--- Input material ---
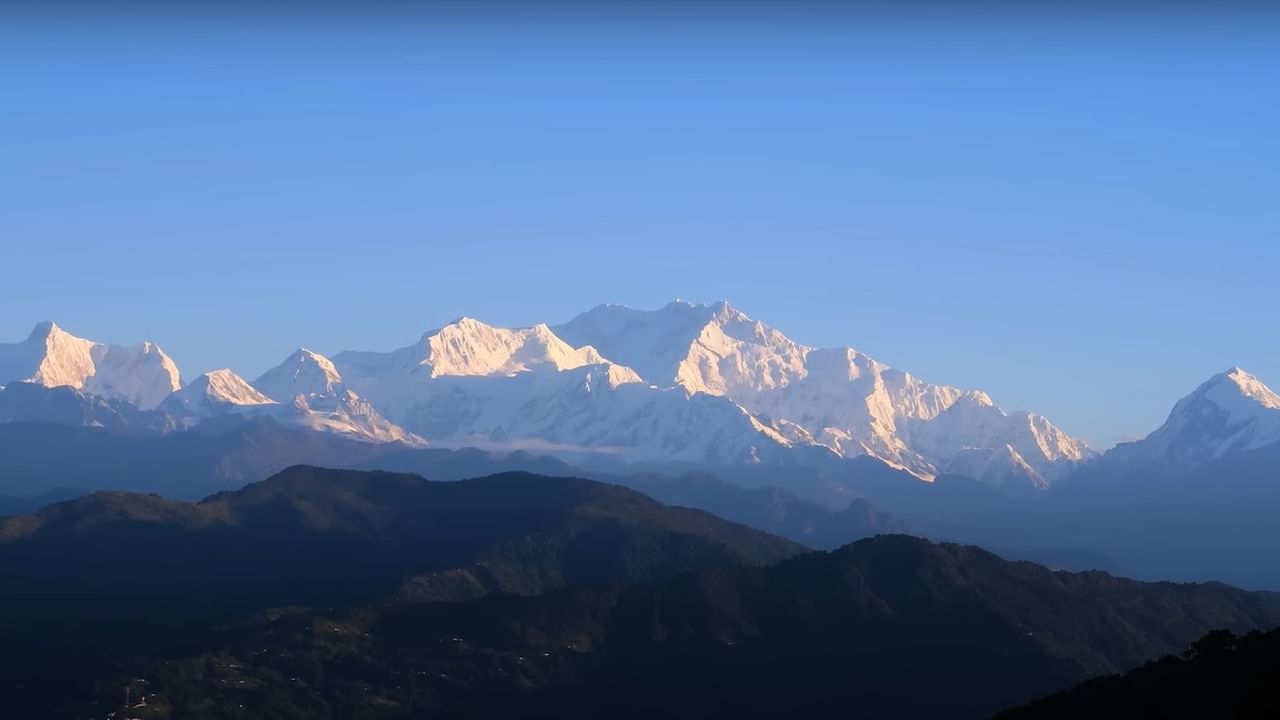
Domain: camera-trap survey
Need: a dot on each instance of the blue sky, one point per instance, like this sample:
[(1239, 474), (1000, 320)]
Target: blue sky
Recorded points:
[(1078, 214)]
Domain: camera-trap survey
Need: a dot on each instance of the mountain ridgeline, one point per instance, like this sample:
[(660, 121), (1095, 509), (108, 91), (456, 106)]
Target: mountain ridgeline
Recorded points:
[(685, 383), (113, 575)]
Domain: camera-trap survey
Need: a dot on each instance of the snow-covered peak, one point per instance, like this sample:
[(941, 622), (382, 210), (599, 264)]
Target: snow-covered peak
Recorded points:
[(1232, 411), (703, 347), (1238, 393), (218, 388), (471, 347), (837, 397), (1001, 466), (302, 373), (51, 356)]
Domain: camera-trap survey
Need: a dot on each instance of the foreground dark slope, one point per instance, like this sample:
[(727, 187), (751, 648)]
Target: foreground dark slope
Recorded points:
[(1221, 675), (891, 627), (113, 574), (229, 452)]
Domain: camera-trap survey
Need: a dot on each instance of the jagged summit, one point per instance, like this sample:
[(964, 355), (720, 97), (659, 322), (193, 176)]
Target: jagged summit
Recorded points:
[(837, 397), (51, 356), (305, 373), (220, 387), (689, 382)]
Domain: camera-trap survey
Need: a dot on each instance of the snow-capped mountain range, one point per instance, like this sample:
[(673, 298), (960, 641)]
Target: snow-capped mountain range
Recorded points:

--- What this task involves ---
Display each line above that contains the string "slope".

--- Final result ---
Need: a dot on each instance of the foreground dark slope, one point per instance, like this sample:
Target: foreground dark slope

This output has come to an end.